Selected text:

■ ■ ■ ■

Now that charpente, as the framework supporting the roof is called, is being rebuilt as part of the effort to restore and reopen one of the world's most famous churches by the end of 2024.
At Ateliers Perrault, a 250-year-old carpentry company in France's Loire Valley — one of the two chosen to restore the roof — you don't hear the whirring of electric saws. It's the chopping of axes that resounds as craftsmen transform oak trees into long, rectangular beams by hand.
Carpenter Joseph Canuel explains.
"We made cathedral roofs well before saws and sawmills existed, and this is how it worked," he says. "You got the wood in the nearby forest like we're doing. And sure, we could easily cut these logs into two boards, but keeping the wood fibers the whole length of the beam gives it more resistance."
This company devotes itself to France's historical buildings — some 48,000 of them — so its carpenters are used to working with traditional methods.
Still, Notre Dame is special, says CEO Jean-Baptiste Bonhoure.
"We've never done something like this before," he says. "The roof frame is dating from medieval times — the 12th century — and there's just such a huge volume of wood."
Bonhoure says some 1,400 oak trees are needed for the charpente of the nave, the aisle that leads to the altar, and choir, the part of the cathedral that provides seating for the clergy and choir.
Peter Henrikson is a carpenter from Minnesota who heard about an opportunity to work on Notre Dame through the organization Charpentiers sans Frontières (Carpenters without Borders), a group for those who share a love of traditional methods. He says these hand-hewn trusses are special.
"Taken from the round tree to a square timber all by hand, all with axes," he says, describing what's known as boxed heart timber, where logs aren't split down the middle but the edges are cut, leaving the center.
Once it's installed to hold up the roof, Notre Dame's charpente won't be seen by anyone, says Henrikson.
They could have used faster, modern techniques relying on electric saws, drills, clamps, screws and nails. But he says there is a love of the traditional way of doing things in France, and Notre Dame's 21st century rebuilders wanted to preserve that.
"Redoing the roof as it was also keeps these skills alive," he says.
Rémi Fromont is the head architect in charge of rebuilding the cathedral's charpente. In 2012, he was an architectural student and spent a year on a project to survey the charpente. He and a classmate were the first to take precise measurements and make a detailed plan of "the forest."
"Working inside the massive wooden structure was extremely impressive," he says. "You're in the sky but completely in the dark, so you discovered 'the forest' with flashlight and headlamps, never entirely seeing the whole thing. But you could hear and feel everything going on in the cathedral below — the priests celebrating Mass, the smell of incense. And we were near the belfry, so all of a sudden the bells would ring and resound very strongly. It was as if the cathedral was alive under your feet."

■ ■ ■ ■

Instruction:
Please copy the Notre Dame roof text from "Peter Henrikson is" to "to preserve that.", switching "axes" to "hatchets". Work only from the Notre Dame roof text.

Dataset content:

■ ■ ■ ■

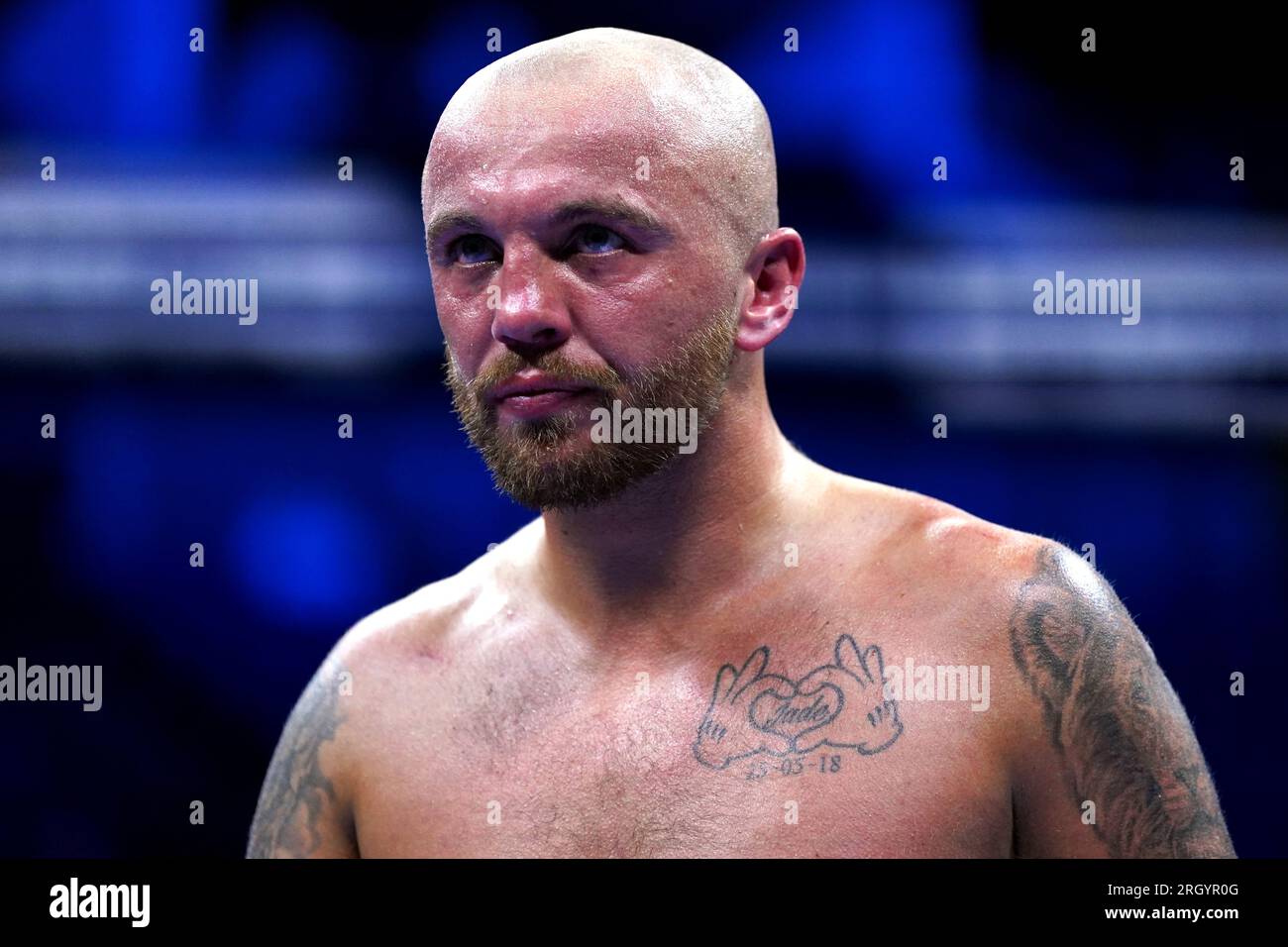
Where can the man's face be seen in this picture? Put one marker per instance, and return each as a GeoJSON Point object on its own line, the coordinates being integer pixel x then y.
{"type": "Point", "coordinates": [576, 260]}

■ ■ ■ ■

Worked solution:
Peter Henrikson is a carpenter from Minnesota who heard about an opportunity to work on Notre Dame through the organization Charpentiers sans Frontières (Carpenters without Borders), a group for those who share a love of traditional methods. He says these hand-hewn trusses are special.
"Taken from the round tree to a square timber all by hand, all with hatchets," he says, describing what's known as boxed heart timber, where logs aren't split down the middle but the edges are cut, leaving the center.
Once it's installed to hold up the roof, Notre Dame's charpente won't be seen by anyone, says Henrikson.
They could have used faster, modern techniques relying on electric saws, drills, clamps, screws and nails. But he says there is a love of the traditional way of doing things in France, and Notre Dame's 21st century rebuilders wanted to preserve that.